- [Exercise]:
Count the lines in the material below that contain the string "glass". Give only that number.

>>

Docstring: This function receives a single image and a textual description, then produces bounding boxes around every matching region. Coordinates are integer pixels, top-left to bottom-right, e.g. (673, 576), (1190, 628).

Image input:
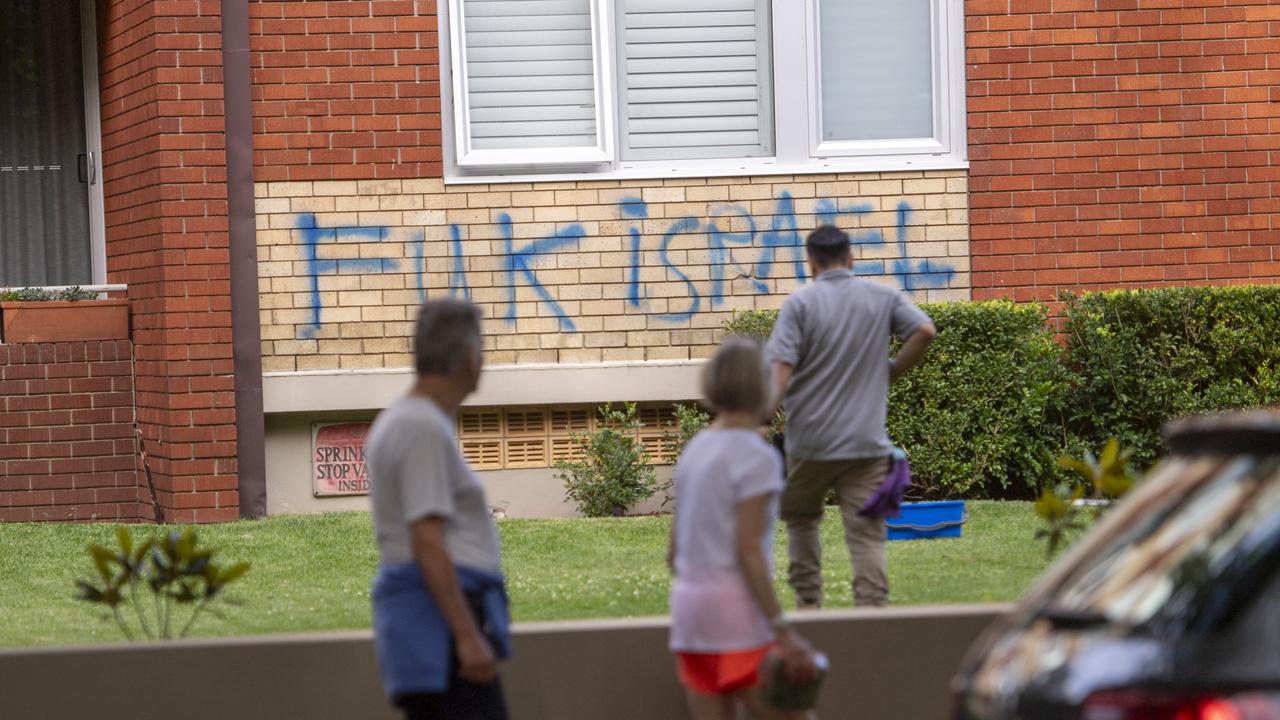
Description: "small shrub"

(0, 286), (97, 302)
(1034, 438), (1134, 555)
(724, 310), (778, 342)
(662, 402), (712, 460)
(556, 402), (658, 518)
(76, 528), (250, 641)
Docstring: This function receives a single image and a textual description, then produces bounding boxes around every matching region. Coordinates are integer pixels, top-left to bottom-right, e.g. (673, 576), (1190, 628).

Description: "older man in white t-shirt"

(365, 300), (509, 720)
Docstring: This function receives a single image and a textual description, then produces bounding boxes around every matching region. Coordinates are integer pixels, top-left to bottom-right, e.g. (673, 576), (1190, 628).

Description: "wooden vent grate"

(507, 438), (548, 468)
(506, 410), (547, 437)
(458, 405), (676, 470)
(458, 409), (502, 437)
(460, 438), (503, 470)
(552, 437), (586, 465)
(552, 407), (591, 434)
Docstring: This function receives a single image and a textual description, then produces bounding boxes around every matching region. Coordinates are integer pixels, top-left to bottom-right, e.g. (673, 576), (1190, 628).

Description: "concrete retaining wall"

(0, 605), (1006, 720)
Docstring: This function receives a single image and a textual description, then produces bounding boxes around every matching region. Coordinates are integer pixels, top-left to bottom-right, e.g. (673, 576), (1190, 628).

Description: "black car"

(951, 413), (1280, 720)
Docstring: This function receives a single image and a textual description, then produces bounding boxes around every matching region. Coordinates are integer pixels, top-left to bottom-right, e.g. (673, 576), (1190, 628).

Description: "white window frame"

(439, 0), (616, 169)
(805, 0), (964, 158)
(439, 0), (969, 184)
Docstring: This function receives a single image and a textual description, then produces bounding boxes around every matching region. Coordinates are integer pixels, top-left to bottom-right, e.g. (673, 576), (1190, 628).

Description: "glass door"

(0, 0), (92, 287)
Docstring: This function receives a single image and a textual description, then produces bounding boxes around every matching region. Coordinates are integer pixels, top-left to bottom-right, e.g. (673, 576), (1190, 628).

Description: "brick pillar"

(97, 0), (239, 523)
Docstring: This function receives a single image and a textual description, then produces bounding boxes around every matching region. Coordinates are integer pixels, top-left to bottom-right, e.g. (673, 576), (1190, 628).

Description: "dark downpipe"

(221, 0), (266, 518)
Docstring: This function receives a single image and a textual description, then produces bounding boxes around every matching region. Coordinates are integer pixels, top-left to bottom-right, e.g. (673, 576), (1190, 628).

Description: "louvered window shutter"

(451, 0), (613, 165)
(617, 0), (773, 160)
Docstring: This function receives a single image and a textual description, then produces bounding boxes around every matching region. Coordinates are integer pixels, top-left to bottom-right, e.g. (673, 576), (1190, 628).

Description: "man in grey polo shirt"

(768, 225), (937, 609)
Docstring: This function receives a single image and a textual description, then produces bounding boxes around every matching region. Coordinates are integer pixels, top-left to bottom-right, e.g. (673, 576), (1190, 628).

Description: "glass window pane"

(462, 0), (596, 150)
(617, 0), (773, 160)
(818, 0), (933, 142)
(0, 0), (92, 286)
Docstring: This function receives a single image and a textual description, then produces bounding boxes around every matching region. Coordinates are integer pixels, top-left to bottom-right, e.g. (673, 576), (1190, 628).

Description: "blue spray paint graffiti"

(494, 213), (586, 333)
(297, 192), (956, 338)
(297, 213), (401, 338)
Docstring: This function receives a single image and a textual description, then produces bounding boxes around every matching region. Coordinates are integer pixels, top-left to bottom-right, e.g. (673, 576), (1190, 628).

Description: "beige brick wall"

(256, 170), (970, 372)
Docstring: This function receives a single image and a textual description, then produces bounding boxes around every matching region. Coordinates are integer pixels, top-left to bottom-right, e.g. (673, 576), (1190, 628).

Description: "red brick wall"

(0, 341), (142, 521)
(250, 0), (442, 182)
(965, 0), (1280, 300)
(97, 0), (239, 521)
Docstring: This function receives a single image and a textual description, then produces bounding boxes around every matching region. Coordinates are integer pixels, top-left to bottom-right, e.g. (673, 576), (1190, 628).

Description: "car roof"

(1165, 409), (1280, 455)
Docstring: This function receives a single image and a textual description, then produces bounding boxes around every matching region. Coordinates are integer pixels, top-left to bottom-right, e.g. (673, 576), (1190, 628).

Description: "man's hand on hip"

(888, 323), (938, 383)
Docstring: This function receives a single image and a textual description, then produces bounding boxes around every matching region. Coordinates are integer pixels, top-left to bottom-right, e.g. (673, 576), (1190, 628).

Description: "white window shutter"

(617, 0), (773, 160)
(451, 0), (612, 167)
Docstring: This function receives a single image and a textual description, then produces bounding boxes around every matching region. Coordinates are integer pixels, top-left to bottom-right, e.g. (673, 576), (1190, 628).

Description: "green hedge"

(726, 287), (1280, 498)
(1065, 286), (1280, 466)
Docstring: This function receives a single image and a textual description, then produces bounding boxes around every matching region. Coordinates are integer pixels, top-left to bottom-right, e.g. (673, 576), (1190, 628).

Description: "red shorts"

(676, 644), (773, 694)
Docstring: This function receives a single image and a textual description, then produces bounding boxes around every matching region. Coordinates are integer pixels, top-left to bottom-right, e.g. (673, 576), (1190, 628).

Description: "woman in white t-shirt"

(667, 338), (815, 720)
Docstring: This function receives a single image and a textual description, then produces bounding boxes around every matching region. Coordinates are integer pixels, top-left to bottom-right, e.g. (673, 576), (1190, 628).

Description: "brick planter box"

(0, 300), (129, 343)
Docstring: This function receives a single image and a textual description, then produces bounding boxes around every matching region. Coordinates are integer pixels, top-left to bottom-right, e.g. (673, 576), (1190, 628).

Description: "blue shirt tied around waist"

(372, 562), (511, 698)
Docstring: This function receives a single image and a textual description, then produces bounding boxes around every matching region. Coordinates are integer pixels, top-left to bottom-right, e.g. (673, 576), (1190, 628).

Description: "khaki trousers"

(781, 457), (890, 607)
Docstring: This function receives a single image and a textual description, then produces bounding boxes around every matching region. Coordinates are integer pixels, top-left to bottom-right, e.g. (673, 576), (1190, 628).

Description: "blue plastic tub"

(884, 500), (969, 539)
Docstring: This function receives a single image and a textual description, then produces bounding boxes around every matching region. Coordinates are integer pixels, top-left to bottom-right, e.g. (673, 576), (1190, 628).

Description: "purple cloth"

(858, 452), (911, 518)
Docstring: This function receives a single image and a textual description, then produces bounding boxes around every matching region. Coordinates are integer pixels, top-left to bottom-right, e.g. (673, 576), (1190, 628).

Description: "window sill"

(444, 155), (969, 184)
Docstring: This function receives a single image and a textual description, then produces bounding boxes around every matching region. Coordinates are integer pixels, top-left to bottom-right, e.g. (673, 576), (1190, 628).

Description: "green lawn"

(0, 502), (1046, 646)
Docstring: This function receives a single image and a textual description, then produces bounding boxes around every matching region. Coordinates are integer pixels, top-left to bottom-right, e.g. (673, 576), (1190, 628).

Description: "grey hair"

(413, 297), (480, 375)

<<
>>

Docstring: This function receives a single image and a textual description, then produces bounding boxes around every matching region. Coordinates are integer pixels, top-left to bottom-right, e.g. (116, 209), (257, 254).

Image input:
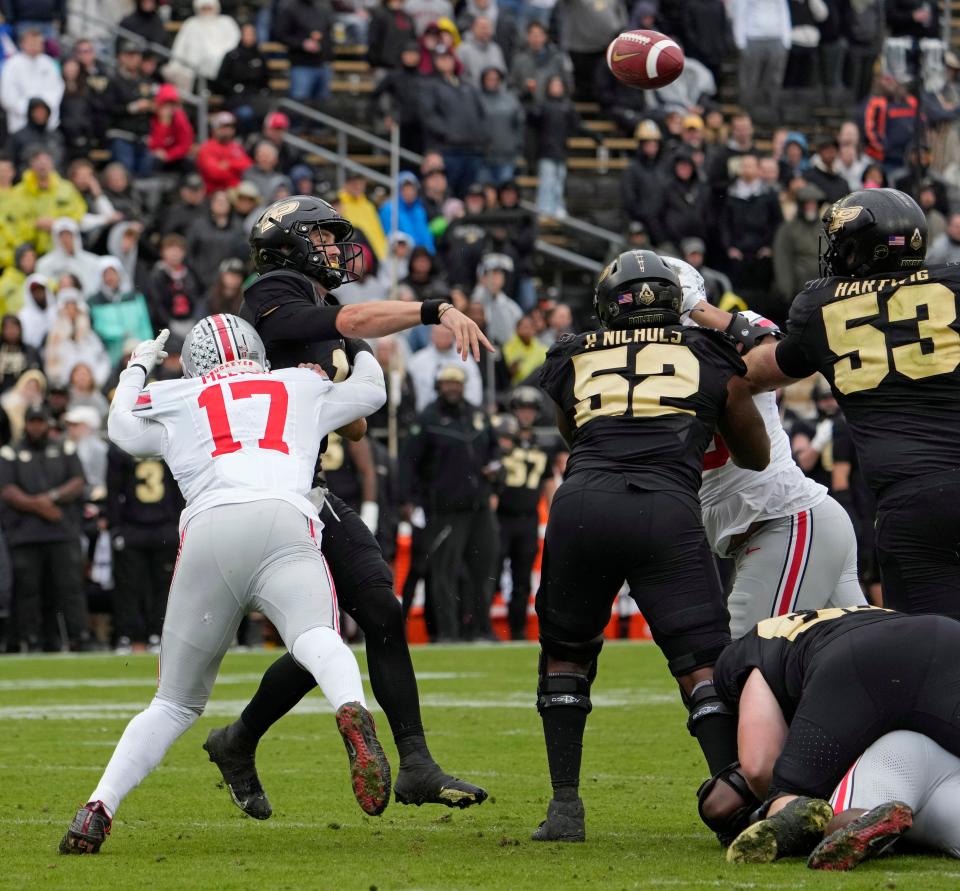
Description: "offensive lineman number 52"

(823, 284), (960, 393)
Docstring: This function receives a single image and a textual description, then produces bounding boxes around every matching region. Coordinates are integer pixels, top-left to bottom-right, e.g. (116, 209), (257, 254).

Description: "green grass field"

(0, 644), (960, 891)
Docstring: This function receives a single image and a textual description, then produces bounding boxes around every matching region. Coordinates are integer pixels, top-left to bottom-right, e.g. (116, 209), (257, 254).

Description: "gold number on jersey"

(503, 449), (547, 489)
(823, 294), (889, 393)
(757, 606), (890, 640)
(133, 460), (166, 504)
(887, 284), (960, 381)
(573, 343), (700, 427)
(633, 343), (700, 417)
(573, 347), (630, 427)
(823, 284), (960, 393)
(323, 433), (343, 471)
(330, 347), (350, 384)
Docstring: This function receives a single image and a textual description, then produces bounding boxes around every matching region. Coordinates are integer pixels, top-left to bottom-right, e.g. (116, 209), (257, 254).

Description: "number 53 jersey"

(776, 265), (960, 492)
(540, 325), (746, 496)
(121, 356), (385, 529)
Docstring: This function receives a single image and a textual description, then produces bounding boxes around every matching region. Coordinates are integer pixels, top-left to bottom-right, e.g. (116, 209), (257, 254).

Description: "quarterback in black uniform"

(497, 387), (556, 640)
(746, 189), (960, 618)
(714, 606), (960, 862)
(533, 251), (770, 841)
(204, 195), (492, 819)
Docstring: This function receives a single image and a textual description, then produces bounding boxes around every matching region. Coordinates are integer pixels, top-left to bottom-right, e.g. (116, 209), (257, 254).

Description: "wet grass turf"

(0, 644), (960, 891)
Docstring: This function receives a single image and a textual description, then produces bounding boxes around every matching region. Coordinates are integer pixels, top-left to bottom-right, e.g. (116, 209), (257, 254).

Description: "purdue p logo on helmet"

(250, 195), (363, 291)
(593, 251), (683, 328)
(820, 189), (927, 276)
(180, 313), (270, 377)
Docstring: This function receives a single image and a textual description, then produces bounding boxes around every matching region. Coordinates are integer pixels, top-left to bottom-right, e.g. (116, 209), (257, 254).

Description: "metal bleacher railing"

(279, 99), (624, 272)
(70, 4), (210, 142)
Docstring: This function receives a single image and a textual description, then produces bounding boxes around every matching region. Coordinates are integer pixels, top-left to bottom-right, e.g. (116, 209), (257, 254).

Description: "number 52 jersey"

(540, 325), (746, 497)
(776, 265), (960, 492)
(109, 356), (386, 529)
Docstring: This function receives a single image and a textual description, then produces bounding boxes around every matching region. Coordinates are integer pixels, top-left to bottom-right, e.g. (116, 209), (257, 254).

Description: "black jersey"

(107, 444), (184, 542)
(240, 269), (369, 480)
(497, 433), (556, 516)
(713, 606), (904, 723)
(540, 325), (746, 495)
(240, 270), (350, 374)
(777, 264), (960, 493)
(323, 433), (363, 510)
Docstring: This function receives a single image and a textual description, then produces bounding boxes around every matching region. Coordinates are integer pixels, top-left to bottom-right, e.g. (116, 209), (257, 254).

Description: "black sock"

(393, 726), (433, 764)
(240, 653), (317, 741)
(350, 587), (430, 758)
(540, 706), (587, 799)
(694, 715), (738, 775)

<<

- [Final result]:
2